(Recorded data)

....

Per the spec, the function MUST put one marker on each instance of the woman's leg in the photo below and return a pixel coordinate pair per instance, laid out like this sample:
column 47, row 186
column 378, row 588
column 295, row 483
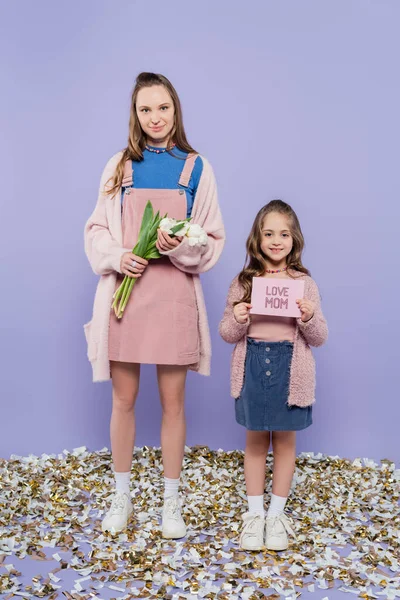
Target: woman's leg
column 125, row 381
column 171, row 383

....

**Work to complete:** Leave the images aside and return the records above exactly as written.

**Response area:**
Per the spec, the function MUST put one marker on each instance of the woman's leg in the photo below and return a pixel coordinate pair per instance, laid out like this sample:
column 47, row 186
column 378, row 588
column 295, row 483
Target: woman's leg
column 125, row 381
column 171, row 383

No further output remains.